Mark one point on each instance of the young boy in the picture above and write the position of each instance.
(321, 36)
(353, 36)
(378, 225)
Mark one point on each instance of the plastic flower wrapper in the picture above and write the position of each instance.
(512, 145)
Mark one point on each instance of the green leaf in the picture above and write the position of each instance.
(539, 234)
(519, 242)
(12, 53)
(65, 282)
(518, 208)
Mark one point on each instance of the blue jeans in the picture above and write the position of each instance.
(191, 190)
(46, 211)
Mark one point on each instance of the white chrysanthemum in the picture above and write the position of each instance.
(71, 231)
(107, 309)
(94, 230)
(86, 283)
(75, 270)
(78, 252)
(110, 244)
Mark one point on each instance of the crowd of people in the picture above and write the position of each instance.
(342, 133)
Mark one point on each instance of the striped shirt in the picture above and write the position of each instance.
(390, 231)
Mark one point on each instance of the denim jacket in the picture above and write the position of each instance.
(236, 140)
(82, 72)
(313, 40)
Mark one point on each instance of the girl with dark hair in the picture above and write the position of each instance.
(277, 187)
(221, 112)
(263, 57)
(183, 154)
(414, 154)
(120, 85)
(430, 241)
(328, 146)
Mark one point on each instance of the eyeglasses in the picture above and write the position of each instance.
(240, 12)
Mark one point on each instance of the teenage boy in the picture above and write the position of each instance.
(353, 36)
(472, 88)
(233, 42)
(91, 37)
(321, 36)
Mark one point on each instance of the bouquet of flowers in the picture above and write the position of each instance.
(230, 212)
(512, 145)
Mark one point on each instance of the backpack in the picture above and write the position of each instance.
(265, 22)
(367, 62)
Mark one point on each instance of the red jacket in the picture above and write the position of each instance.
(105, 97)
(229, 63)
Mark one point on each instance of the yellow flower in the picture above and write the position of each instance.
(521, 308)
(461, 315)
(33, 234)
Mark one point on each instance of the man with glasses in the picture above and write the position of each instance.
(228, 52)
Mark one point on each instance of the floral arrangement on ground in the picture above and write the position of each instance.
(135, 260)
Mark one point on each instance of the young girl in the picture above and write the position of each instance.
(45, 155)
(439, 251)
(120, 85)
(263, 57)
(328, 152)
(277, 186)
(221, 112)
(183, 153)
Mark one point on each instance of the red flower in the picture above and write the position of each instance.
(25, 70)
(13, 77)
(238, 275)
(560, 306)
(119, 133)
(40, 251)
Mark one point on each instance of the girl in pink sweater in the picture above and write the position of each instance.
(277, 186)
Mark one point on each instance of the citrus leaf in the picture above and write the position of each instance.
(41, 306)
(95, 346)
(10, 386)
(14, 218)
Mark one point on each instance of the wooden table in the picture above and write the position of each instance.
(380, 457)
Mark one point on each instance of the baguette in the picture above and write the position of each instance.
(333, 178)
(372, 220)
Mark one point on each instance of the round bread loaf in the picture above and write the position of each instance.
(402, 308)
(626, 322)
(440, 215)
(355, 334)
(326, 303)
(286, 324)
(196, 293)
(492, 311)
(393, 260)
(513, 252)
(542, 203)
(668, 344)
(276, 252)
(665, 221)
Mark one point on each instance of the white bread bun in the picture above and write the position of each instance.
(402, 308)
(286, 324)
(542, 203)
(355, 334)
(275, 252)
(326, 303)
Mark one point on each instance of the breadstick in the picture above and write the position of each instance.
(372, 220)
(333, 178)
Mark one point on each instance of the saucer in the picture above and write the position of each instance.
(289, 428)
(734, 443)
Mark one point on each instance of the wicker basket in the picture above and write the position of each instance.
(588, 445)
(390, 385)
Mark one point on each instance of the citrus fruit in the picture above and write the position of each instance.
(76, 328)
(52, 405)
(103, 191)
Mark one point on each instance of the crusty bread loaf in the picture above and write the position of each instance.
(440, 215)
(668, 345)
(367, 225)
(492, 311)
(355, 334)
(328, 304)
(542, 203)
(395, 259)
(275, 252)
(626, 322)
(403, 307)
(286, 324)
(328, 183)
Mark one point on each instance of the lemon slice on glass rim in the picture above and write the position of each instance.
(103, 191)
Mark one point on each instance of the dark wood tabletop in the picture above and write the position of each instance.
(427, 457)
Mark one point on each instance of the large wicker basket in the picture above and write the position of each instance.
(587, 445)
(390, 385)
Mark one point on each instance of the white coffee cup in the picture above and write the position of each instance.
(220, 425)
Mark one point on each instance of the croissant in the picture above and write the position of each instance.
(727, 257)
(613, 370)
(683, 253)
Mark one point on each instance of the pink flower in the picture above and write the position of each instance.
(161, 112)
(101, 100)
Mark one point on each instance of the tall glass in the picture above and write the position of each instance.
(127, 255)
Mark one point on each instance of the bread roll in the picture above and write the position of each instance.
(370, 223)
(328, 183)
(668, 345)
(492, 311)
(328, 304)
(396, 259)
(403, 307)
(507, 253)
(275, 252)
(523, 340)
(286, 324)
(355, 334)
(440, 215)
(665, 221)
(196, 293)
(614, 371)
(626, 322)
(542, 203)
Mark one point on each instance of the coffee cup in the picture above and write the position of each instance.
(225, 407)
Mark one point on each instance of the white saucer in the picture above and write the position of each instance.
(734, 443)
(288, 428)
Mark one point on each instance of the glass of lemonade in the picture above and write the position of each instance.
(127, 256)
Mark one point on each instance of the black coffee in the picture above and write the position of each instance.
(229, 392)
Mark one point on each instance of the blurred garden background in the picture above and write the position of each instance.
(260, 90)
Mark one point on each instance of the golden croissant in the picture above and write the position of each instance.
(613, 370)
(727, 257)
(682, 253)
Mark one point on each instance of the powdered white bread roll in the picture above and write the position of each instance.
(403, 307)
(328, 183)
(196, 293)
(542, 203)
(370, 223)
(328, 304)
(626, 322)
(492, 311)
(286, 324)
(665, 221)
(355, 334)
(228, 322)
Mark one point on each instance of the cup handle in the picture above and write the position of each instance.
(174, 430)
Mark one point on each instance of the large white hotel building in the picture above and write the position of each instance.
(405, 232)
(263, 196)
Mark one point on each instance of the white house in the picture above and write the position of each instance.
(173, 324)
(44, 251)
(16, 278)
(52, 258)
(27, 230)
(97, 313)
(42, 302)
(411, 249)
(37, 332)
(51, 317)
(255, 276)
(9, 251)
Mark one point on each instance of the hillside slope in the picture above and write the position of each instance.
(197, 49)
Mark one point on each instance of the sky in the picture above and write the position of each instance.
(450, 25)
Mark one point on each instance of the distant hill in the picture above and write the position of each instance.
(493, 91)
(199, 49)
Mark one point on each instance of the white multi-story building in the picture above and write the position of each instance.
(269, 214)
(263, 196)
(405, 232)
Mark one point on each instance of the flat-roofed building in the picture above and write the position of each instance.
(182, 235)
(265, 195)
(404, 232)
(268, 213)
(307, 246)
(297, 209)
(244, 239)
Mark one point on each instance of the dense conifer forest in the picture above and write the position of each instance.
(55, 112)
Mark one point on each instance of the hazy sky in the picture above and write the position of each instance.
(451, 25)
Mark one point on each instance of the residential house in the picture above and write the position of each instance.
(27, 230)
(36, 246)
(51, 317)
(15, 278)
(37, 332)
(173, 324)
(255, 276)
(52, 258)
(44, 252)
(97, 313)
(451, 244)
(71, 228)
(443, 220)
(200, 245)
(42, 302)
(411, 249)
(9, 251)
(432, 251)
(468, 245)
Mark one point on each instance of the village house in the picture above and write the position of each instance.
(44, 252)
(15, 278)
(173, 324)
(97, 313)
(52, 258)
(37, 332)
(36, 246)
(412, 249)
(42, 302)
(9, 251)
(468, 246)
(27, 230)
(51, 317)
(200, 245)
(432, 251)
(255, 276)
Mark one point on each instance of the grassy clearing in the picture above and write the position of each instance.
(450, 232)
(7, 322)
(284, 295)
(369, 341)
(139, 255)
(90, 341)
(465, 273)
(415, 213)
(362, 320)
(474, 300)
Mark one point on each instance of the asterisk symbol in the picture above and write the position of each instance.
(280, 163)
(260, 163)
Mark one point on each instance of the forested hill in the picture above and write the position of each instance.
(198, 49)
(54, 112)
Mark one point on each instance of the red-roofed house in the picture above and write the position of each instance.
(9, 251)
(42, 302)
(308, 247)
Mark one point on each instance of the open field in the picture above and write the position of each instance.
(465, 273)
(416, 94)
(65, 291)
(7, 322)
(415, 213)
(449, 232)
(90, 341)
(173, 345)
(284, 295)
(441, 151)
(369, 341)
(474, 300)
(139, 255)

## Set task
From the line containing "Mark one point on each instance of the residential" through the closing line of the material above, return every line exactly and omit all others.

## Solution for this problem
Mark one point on each instance of the residential house in the picture above and write the position of each instance.
(27, 230)
(36, 246)
(51, 317)
(15, 278)
(37, 332)
(173, 324)
(255, 276)
(52, 258)
(44, 252)
(97, 313)
(451, 244)
(71, 228)
(443, 220)
(200, 245)
(42, 302)
(411, 249)
(9, 251)
(432, 251)
(468, 245)
Mark one point on each instance of the village house in the picture above and write the position of each instance.
(44, 252)
(15, 278)
(173, 324)
(97, 313)
(52, 258)
(37, 332)
(36, 246)
(412, 249)
(42, 302)
(9, 251)
(468, 246)
(27, 230)
(51, 317)
(200, 245)
(432, 251)
(255, 276)
Mark one point on each instance of the grassy clearing in the picture above and write the position of each instance.
(450, 232)
(7, 322)
(284, 295)
(369, 341)
(139, 255)
(90, 341)
(465, 273)
(415, 213)
(362, 320)
(474, 300)
Mark one point on each instance of the asterisk symbol in the picture above and write the position of each instance.
(280, 163)
(260, 163)
Mark one point on each instance of the forested hill in the picture above and write the position of each instance.
(198, 49)
(54, 112)
Mark one point on each instance of the red-roofed house in the picture above and write the position of each instance.
(9, 251)
(42, 302)
(308, 247)
Mark one point on each instance of the open field in the picture above and write the position of each instance.
(465, 273)
(416, 94)
(65, 291)
(7, 322)
(415, 213)
(449, 232)
(90, 341)
(173, 345)
(284, 295)
(441, 151)
(369, 341)
(474, 300)
(139, 255)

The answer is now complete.